* _Extracted data_

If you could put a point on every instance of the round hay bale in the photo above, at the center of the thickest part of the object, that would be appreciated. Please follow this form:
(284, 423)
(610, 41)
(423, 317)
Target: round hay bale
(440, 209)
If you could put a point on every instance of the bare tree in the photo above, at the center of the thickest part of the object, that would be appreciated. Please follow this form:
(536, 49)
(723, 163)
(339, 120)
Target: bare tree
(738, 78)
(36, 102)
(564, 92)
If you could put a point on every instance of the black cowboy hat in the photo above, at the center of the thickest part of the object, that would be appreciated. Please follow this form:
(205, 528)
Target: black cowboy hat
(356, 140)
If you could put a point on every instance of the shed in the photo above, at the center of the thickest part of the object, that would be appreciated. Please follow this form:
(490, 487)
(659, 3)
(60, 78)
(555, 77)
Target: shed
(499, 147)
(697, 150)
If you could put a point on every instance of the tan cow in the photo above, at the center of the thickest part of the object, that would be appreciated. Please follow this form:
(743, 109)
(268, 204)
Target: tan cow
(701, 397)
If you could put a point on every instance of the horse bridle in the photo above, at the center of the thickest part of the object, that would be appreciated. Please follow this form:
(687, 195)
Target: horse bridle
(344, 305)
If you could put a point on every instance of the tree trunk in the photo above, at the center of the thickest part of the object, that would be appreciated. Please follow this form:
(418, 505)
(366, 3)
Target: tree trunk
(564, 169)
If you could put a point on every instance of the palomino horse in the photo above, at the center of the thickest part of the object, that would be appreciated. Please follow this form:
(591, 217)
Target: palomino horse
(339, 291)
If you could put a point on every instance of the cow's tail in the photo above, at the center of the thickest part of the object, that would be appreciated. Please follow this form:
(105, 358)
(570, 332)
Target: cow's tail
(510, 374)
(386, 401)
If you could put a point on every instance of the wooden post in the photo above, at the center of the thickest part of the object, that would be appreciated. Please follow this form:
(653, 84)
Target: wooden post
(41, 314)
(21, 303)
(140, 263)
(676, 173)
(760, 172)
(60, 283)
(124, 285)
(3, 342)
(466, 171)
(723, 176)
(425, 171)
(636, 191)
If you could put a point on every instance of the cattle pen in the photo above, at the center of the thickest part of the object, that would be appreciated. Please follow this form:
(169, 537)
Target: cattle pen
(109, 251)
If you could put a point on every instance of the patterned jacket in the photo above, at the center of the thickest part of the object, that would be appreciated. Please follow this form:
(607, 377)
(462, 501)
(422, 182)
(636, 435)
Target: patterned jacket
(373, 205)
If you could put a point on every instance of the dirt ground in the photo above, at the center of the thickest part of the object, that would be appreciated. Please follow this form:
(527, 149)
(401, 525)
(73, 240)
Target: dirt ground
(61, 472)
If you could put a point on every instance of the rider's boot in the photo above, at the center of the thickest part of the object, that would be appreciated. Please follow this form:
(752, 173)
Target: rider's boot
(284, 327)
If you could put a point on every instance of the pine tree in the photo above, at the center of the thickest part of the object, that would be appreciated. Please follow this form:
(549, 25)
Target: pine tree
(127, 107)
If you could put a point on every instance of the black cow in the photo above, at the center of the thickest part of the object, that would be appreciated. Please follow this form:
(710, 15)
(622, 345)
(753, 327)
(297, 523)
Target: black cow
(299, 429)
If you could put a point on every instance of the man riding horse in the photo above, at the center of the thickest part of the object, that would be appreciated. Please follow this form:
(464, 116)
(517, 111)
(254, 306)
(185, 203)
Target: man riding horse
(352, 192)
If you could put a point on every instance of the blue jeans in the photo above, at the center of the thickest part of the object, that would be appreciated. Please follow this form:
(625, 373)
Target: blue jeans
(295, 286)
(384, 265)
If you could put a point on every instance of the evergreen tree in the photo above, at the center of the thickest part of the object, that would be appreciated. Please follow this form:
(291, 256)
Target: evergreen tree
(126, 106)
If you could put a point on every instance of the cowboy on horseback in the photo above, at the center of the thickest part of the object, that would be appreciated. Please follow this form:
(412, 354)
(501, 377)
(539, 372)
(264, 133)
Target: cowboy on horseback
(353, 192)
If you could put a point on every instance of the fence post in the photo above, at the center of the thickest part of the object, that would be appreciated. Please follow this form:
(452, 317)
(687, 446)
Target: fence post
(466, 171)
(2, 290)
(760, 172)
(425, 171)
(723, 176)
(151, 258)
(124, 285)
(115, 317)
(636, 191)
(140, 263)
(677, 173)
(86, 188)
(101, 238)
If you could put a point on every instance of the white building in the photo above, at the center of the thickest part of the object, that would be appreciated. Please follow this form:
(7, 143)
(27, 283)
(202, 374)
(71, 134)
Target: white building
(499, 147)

* _What is expected_
Quote verbatim the line containing "of the cowboy" and every line after it through the end of the records above.

* _Result below_
If you could put a point on every instance of the cowboy on horseback in the photo above, at the center of the thickest part of the object, that would be appreciated. Please follow this form:
(412, 354)
(501, 377)
(539, 372)
(264, 133)
Target: cowboy on horseback
(353, 192)
If you could put a point on every instance of the fence post in the photo above, at the center of the thickest part of the object, that would be appreciated. Please follow this form:
(452, 317)
(687, 446)
Target: fence post
(466, 171)
(2, 290)
(760, 172)
(425, 171)
(723, 176)
(151, 258)
(124, 285)
(115, 317)
(636, 191)
(140, 263)
(677, 173)
(86, 188)
(101, 238)
If you could put a point on every instance of the white building in the photo above, at the center of the thickest part of the object, that would be appreciated. Please follow this form:
(7, 143)
(27, 283)
(202, 374)
(71, 134)
Target: white building
(499, 147)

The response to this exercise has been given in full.